Task to complete.
Go through the records and extract every line with the word "hillside".

[Saved entries]
# # #

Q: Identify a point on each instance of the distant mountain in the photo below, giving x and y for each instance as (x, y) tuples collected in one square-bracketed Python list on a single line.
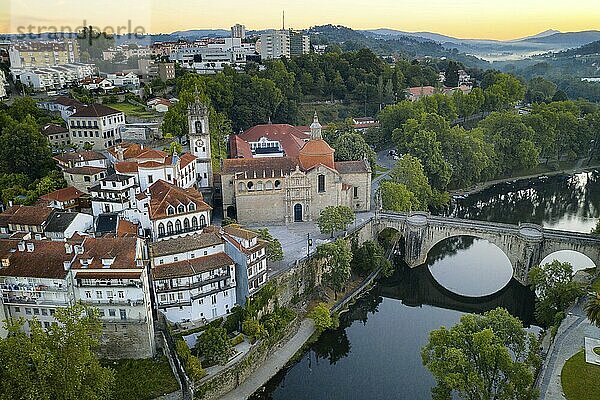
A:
[(570, 39), (539, 35)]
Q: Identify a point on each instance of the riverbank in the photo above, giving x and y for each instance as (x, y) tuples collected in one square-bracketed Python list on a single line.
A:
[(488, 184)]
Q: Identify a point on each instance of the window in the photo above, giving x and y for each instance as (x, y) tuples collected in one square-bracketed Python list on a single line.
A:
[(321, 184)]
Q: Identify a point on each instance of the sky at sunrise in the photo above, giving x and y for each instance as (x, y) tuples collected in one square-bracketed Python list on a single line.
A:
[(486, 19)]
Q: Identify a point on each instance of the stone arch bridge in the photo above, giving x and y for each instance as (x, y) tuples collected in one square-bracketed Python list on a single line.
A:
[(525, 245)]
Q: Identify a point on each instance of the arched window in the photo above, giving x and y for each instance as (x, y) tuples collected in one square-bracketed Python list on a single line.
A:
[(321, 184)]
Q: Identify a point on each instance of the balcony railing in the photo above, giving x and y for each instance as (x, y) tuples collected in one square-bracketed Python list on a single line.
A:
[(120, 302), (193, 285)]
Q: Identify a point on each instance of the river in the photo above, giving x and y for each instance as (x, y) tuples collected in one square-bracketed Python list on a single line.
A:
[(375, 353)]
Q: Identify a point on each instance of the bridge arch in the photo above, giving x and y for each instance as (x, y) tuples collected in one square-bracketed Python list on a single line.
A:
[(469, 266)]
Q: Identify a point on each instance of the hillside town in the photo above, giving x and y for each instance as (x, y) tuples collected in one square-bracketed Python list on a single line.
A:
[(298, 213)]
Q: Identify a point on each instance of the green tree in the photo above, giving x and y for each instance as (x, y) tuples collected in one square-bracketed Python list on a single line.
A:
[(55, 363), (322, 317), (592, 310), (489, 356), (397, 197), (409, 172), (334, 218), (555, 290), (215, 346), (274, 249), (337, 256), (23, 149)]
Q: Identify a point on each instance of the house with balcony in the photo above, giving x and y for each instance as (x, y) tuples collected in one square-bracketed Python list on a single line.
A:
[(96, 125), (250, 256), (168, 211), (39, 277), (114, 193), (194, 279)]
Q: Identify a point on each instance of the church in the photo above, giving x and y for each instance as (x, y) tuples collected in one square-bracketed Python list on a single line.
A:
[(294, 188)]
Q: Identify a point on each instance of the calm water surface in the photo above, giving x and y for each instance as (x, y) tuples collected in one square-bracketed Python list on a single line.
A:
[(375, 353)]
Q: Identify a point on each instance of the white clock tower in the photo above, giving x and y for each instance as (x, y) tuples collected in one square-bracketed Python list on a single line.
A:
[(199, 139)]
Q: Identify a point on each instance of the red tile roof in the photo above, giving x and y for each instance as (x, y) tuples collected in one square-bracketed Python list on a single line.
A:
[(121, 249), (95, 110), (315, 152), (63, 195), (45, 261), (27, 215), (194, 266), (126, 167), (164, 194)]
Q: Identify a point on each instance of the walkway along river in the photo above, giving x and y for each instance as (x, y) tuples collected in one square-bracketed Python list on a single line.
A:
[(375, 353)]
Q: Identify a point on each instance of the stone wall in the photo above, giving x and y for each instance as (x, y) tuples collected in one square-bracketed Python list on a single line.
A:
[(127, 340)]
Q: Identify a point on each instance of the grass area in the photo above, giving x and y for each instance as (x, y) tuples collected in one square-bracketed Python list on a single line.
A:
[(133, 110), (142, 379), (580, 379), (596, 285)]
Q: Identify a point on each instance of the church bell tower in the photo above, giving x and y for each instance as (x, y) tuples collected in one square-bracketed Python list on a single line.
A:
[(199, 139)]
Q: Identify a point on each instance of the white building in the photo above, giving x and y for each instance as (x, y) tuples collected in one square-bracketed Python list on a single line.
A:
[(39, 277), (193, 278), (96, 125), (250, 256), (3, 84), (238, 31), (168, 211), (52, 78), (122, 79), (148, 166), (114, 193)]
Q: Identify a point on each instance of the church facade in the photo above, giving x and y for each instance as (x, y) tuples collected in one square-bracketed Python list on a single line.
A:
[(294, 189)]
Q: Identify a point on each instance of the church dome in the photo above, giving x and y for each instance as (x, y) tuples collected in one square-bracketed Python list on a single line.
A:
[(315, 152)]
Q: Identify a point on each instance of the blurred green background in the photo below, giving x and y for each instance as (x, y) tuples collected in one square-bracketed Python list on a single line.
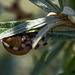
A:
[(23, 65)]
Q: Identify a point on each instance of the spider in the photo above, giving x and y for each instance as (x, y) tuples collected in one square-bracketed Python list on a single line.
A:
[(21, 44)]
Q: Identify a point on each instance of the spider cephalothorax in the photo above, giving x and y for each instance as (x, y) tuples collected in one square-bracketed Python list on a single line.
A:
[(21, 44)]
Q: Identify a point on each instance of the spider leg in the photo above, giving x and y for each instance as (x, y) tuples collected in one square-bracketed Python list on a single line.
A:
[(23, 37), (42, 43)]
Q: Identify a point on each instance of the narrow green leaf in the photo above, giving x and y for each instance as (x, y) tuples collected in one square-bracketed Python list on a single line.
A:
[(61, 4), (69, 11), (28, 25), (41, 5), (54, 5), (72, 18), (68, 56), (49, 4), (72, 4)]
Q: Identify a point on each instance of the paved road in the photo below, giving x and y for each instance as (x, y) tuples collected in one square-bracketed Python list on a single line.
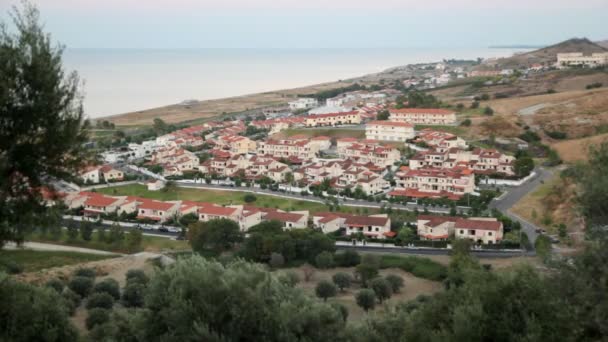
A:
[(309, 198), (435, 251), (507, 201)]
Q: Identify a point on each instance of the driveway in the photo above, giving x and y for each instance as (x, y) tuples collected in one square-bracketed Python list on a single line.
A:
[(507, 201)]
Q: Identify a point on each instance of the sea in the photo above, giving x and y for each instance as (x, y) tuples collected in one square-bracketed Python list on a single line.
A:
[(117, 81)]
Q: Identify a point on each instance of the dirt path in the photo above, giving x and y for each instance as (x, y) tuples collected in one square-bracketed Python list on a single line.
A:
[(37, 246)]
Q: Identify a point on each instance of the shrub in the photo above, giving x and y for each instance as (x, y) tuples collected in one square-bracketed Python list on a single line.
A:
[(109, 286), (81, 285), (55, 284), (366, 299), (347, 258), (276, 260), (100, 300), (11, 267), (382, 289), (342, 280), (85, 272), (137, 276), (324, 260), (290, 278), (395, 281), (133, 295), (325, 289), (249, 198), (97, 316)]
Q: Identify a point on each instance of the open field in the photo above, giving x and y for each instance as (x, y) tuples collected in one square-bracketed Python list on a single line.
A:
[(149, 244), (576, 150), (33, 261), (205, 110), (413, 287), (216, 196)]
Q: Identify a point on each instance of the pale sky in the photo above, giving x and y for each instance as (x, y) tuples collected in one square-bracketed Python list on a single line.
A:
[(318, 23)]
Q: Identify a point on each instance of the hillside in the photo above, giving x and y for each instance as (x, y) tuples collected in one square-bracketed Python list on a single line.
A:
[(546, 55)]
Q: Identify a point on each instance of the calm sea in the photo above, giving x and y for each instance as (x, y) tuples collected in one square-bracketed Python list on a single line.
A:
[(119, 81)]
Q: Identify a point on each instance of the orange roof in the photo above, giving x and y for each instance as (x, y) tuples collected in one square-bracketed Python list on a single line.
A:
[(390, 123), (430, 111)]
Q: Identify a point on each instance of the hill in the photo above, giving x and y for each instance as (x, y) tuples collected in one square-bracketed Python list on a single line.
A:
[(545, 56)]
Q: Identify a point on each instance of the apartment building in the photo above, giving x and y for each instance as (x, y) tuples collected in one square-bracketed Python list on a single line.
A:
[(433, 138), (333, 119), (423, 116), (580, 59), (376, 226), (367, 151), (287, 148), (436, 183), (389, 131), (481, 230), (481, 161), (303, 103)]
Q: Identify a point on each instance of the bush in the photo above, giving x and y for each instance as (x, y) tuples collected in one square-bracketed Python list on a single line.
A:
[(366, 299), (137, 276), (249, 198), (382, 288), (85, 272), (133, 295), (100, 300), (324, 260), (347, 258), (395, 281), (109, 286), (97, 316), (342, 280), (81, 285), (325, 289), (55, 284), (290, 278), (11, 267)]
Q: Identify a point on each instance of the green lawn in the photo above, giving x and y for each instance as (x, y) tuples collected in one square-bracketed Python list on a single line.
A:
[(38, 260), (217, 196), (150, 243)]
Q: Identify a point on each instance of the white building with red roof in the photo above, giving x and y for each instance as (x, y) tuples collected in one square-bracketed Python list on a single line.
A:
[(434, 183), (389, 130), (482, 230), (423, 116)]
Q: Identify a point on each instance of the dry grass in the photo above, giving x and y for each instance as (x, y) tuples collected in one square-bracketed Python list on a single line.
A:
[(413, 287), (576, 150)]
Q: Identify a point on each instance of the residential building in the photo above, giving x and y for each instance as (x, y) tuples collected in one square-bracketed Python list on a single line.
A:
[(333, 119), (579, 59), (423, 116), (436, 183), (389, 130), (481, 230), (303, 103)]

# # #

Exercise result.
Q: Identify a point on each instance of the hillside town in the photo above, giving x and y for each instance as (x, y) tuples collected in one square-bracketed Python list on a single line.
Q: Identify a point on each instance of the hillside in the photo above, giving x and y for each instance as (x, y) tuples collected in one square-bracketed Python list on a single line.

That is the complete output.